### Source text
The illiterate of the 21st century will not be those who cannot read and write, but those who cannot learn, unlearn and relearn. – Alvin Toffler 

Twenty something years ago there were nine planets in the solar system. We recited the poem that made it easy to memorize.  Remember? Today, they’re eight. Bats were blind. Today, there are bats that actually see three times better than humans. We were taught five human senses. Today there are over fifteen discovered senses.

Twenty something years ago we were told there was zero gravity in space and that diamond was the hardest substance known to man. All these…are not true, today. The times are changing folks. The times are fast changing and I’m not talking about the ‘Circle – Dubai’ kind of change. I’m talking about the kind of change that makes what you knew yesterday ‘chicken change’ in the face of today’s new knowledge.

The speed of human knowledge is on unstoppable tracks, on average doubling every 13 months. Reports by IBM suggest that the “internet of things” will essentially cause this doubling of knowledge to happen every 12 hours.

Today those in school ought to understand – the four walled lecture theatre has been flawed. It will not beat the internet on information sharing…and when you own a smart phone, apologies, you just lost your right…to every excuse of not knowing what you want to know! After all, you’re contributing daily to the 2.5 quintillion bytes of data created on the internet – that is 2.5 followed by 30 zeros.

If you’re not in school, a little sleep and a little slumber and you’ll wake up one day looking like Fred Flintstones in The Jetsons.

If you’re not in school, a little sleep and a little slumber and you’ll wake up one day looking like Fred Flintstones in The Jetsons. You can check this video out later.

### Directive
Can you write out, word for word, everything from "The illiterate of" down to "fifteen discovered senses." in the passage above on learning and relearning?

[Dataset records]
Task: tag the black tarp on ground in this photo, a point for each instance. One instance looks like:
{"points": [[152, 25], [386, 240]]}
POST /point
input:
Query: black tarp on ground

---

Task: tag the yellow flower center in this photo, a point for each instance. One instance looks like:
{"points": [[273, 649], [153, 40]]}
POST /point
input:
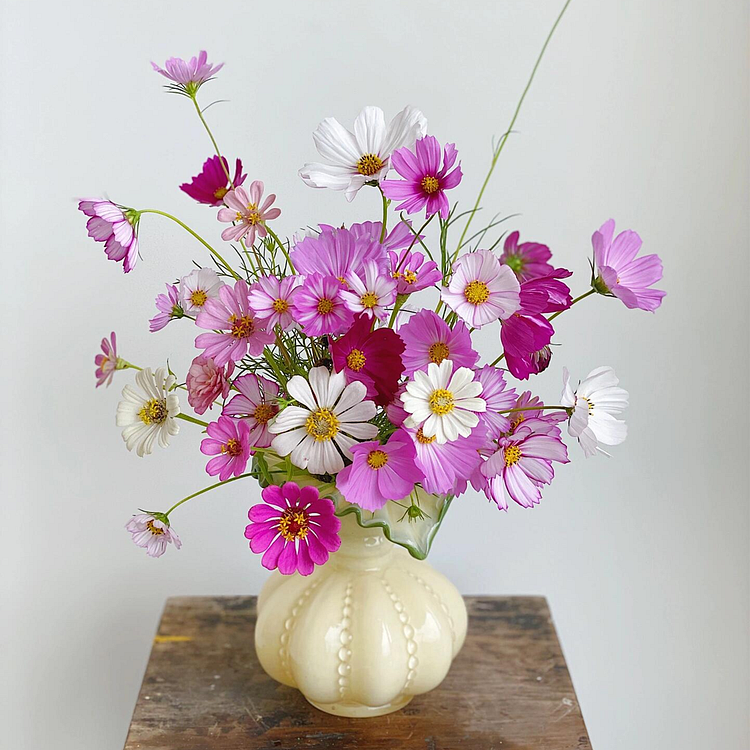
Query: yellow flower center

### The result
The illiterate of the 21st century will not be those who cannot read and write, but those who cannot learn, unlearn and relearn. – Alvin Toffler 

Twenty something years ago there were nine planets in the solar system. We recited the poem that made it easy to memorize.  Remember? Today, they’re eight. Bats were blind. Today, there are bats that actually see three times better than humans. We were taught five human senses. Today there are over fifteen discovered senses.